** Exercises to complete **
1. Answer from the data-loading notebook:
(a) What ending must an object's name have for the loop to process it?
(b) What format string is passed to `datetime.strptime` to parse the date?
(c) Which column is passed to `df.set_index`?
2. Extend the data-loading notebook with the next lines of code, starting after the line that finds the index of the "data" column.

** Document passage **
So lets try and action that.

In [None]:
top_dir = Path("/Users/jonathan/0_jono_data")

for obj in top_dir.iterdir():
    if obj.name.endswith(".D"):
        print(obj.name)

Build it as a DF.


In [None]:
top_dir_d = {}

for obj in top_dir.iterdir():
    if obj.name.endswith(".D"):
        try:
            top_dir_d[obj.name] = rb.read(str(obj))
        except Exception as e:
            print(e)
            continue

In [None]:
def acq_method(data_directory):
    return data_directory.datafiles[0].metadata["method"]

In [None]:
from datetime import datetime

datetime_obj = datetime.strptime(data.metadata["date"], "%d-%b-%y, %H:%M:%S")

top_dir_d = {}

top_dir_d["name"] = []
top_dir_d["data"] = []
top_dir_d["num_detect_files"] = []
top_dir_d["method"] = []
top_dir_d["acquisition_date"] = []

for obj in top_dir.iterdir():
    if obj.name.endswith(".D"):
        try:
            data = rb.read(str(obj))

            top_dir_d["name"].append("_".join(obj.name.split("_")[1:]))
            top_dir_d["data"].append(data)
            top_dir_d["num_detect_files"].append(len(data.datafiles))
            top_dir_d["method"].append(acq_method(data))
            top_dir_d["acquisition_date"].append(
                datetime.strptime(data.metadata["date"], "%d-%b-%y, %H:%M:%S")
            )

        except Exception as e:
            print(obj.name, e)

            continue

In [None]:
import pandas as pd

df = pd.DataFrame(top_dir_d, index=top_dir_d["name"])

df = df.set_index("name")

df.info()

In [None]:
# df = df.drop('name', axis = 1)

zeroth_col = list(df.columns).index("acquisition_date")
second_col = list(df.columns).index("method")
third_col = list(df.columns).index("num_detect_files")
fourth_col = list(df.columns).index("data")

** Supplied entries **
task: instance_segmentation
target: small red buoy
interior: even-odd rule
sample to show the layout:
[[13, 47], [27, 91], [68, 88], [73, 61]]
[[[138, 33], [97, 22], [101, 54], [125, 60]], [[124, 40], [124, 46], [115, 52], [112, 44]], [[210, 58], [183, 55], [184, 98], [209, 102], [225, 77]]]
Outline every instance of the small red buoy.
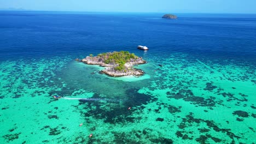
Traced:
[[92, 136], [92, 134], [91, 134], [90, 135], [89, 135], [89, 137], [91, 137]]

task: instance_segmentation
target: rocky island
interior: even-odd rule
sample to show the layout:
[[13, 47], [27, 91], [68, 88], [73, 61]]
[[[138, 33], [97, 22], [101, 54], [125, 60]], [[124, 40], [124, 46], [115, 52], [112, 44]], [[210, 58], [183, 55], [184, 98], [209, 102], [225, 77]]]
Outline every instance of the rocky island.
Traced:
[[134, 68], [133, 65], [146, 63], [142, 57], [123, 51], [100, 53], [94, 57], [90, 54], [81, 61], [88, 64], [105, 67], [106, 68], [101, 72], [114, 77], [142, 75], [144, 71]]
[[165, 19], [176, 19], [177, 16], [172, 15], [172, 14], [165, 14], [163, 16], [162, 16], [162, 18], [165, 18]]

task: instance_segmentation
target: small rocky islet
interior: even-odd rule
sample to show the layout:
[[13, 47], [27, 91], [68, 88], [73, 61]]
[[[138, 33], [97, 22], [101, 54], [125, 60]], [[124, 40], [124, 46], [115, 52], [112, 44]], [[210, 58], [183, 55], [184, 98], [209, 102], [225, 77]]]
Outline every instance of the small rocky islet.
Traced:
[[134, 53], [128, 51], [114, 51], [98, 54], [93, 56], [92, 54], [81, 60], [87, 64], [99, 65], [106, 67], [100, 73], [113, 77], [133, 75], [141, 76], [144, 71], [133, 68], [134, 65], [146, 63], [141, 57], [138, 57]]
[[168, 19], [176, 19], [177, 16], [172, 14], [165, 14], [162, 16], [162, 18]]

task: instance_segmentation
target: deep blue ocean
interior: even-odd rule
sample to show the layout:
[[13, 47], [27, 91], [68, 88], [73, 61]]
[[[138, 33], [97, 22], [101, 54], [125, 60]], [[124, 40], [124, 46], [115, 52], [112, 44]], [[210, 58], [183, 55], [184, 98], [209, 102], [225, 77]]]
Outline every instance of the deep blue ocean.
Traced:
[[0, 143], [256, 143], [256, 14], [164, 14], [0, 11]]
[[0, 11], [0, 59], [127, 50], [255, 62], [256, 15]]

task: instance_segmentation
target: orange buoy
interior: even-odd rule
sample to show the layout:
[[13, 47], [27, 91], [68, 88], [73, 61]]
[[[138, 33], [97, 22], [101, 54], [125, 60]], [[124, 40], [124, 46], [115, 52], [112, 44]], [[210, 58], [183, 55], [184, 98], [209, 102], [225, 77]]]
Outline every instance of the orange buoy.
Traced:
[[89, 135], [89, 137], [91, 137], [92, 136], [92, 134], [91, 134], [90, 135]]

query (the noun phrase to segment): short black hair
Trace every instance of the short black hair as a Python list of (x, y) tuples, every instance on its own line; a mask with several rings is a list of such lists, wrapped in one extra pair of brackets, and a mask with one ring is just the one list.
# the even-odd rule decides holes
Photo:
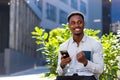
[(79, 15), (79, 16), (81, 16), (81, 17), (83, 18), (83, 20), (84, 20), (84, 14), (83, 14), (83, 13), (81, 13), (81, 12), (79, 12), (79, 11), (73, 11), (73, 12), (71, 12), (71, 13), (68, 15), (67, 21), (69, 22), (70, 18), (71, 18), (72, 16), (74, 16), (74, 15)]

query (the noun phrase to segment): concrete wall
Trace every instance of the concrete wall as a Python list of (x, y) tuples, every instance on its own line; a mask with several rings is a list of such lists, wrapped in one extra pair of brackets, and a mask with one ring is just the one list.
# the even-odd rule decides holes
[[(40, 62), (42, 62), (40, 64)], [(22, 54), (13, 49), (5, 49), (4, 53), (4, 67), (5, 74), (15, 73), (29, 68), (34, 68), (42, 65), (45, 60), (36, 59), (32, 56)], [(43, 64), (44, 65), (44, 64)]]

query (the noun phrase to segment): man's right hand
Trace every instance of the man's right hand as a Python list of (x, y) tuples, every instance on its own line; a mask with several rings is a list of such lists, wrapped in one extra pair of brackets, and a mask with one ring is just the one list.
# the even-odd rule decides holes
[(61, 64), (60, 66), (64, 68), (70, 61), (72, 60), (71, 57), (64, 58), (65, 55), (62, 55), (61, 57)]

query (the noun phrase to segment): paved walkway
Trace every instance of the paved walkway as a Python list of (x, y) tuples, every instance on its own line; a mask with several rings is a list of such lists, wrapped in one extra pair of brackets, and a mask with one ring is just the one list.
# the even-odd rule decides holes
[(0, 80), (53, 80), (48, 78), (40, 78), (41, 74), (48, 72), (46, 67), (36, 67), (25, 71), (13, 73), (7, 76), (0, 76)]

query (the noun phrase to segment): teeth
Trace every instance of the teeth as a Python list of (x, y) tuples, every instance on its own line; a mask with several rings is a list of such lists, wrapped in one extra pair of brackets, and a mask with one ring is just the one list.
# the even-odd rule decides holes
[(80, 29), (77, 28), (77, 29), (75, 29), (75, 30), (76, 30), (76, 31), (79, 31)]

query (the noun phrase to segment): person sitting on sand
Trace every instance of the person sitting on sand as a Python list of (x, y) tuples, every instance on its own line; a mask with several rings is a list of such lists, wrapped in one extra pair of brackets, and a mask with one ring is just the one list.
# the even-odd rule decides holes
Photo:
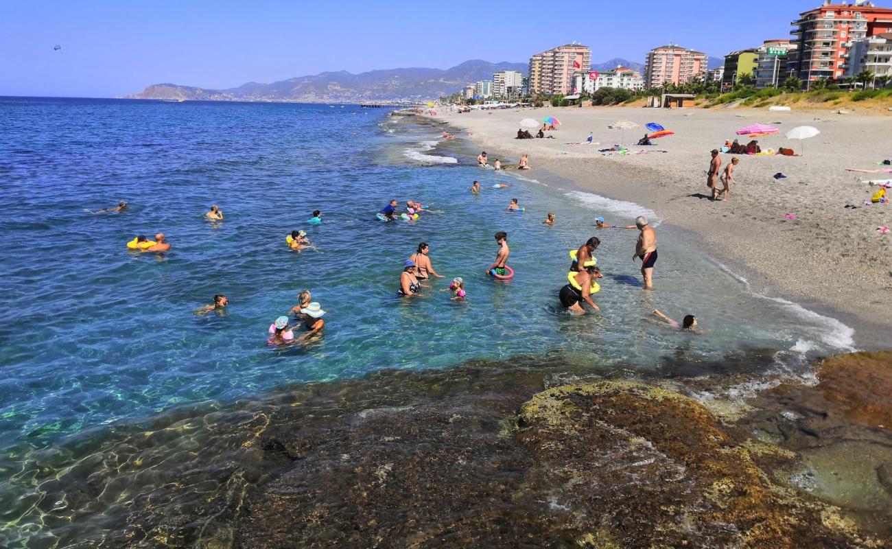
[(560, 293), (558, 295), (558, 297), (560, 299), (560, 304), (564, 305), (564, 308), (568, 312), (574, 314), (585, 314), (585, 309), (582, 305), (582, 303), (589, 304), (592, 309), (599, 312), (601, 310), (600, 307), (591, 300), (591, 287), (597, 284), (598, 279), (603, 278), (604, 275), (601, 274), (600, 269), (590, 264), (577, 272), (574, 277), (576, 284), (582, 289), (577, 289), (574, 285), (569, 282), (560, 288)]
[(220, 212), (219, 206), (218, 206), (217, 204), (214, 204), (214, 205), (211, 206), (211, 212), (208, 212), (207, 213), (205, 213), (204, 217), (208, 218), (209, 220), (221, 220), (221, 219), (223, 219), (223, 212)]
[(511, 250), (508, 247), (508, 233), (500, 230), (496, 233), (496, 242), (499, 243), (499, 253), (496, 254), (496, 261), (486, 269), (486, 275), (492, 274), (495, 270), (496, 274), (504, 276), (507, 272), (505, 265), (508, 263), (508, 257), (511, 254)]
[(207, 316), (211, 311), (216, 311), (218, 314), (223, 313), (223, 309), (229, 304), (229, 300), (226, 295), (222, 294), (218, 294), (214, 295), (214, 303), (210, 305), (204, 305), (201, 309), (195, 312), (198, 316)]
[(396, 295), (411, 297), (417, 295), (420, 290), (421, 284), (415, 276), (415, 262), (407, 259), (403, 263), (402, 272), (400, 273), (400, 288), (396, 291)]
[(164, 242), (164, 233), (155, 235), (155, 245), (145, 248), (146, 252), (167, 252), (170, 249), (170, 245)]
[(681, 325), (679, 326), (678, 322), (670, 319), (669, 317), (663, 314), (657, 309), (654, 309), (650, 312), (659, 317), (664, 322), (665, 322), (669, 326), (672, 326), (675, 329), (681, 329), (683, 331), (695, 332), (695, 333), (698, 333), (699, 331), (697, 329), (697, 317), (692, 314), (685, 315), (684, 320), (681, 320)]
[(723, 202), (727, 202), (728, 194), (731, 192), (731, 184), (737, 183), (734, 180), (734, 166), (740, 162), (740, 159), (737, 156), (731, 159), (731, 162), (725, 166), (724, 173), (722, 174), (720, 178), (722, 179), (722, 192), (719, 195), (722, 196)]

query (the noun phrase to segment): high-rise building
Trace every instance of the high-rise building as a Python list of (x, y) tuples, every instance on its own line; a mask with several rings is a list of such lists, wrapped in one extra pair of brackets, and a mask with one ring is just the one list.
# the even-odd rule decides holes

** Answers **
1.
(a) ".D"
(b) "%d-%b-%y, %H:%M:%S"
(c) "name"

2.
try:
    print("hi")

    print(df.shape)

    df = df.iloc[:, [zeroth_col, second_col, third_col, fourth_col]]

except Exception as e:
    print(e)

df = df.sort_values(by="acquisition_date", ascending=False)

df.head()

DF is looking good. Now how about data access?

In [None]:
datadir = df.loc["STONEY-RISE-PN_02-21.D"]["data"]

data_uv = datadir.get_file("DAD1.UV")

traces = data_uv.extract_traces()


traces.shape

Where is the time axis?

In [None]:
datadir

In [None]:
# help(data_uv)

In [None]:
xlabeldf = pd.DataFrame(data_uv.xlabels)
xlabeldf.max()

So it looks like the time is stored in the xlabels member object of the DataFile class.

So we currently have a 2d plane for the detector and a 2 1D vectors of time and wavelengths corresponding to the axes. First off, is it possible to parse a 2d numpy array in pandas?

In [None]:
try:
    data = data_uv.extract_traces().transpose()

    print(data.shape)

    test_df = pd.DataFrame(data=data, index=data_uv.xlabels, columns=data_uv.ylabels)

except Exception as e:
    print(e)

In [None]:
test_df

yes. done. Now we've got some basic functionality we should rebuild these as modules.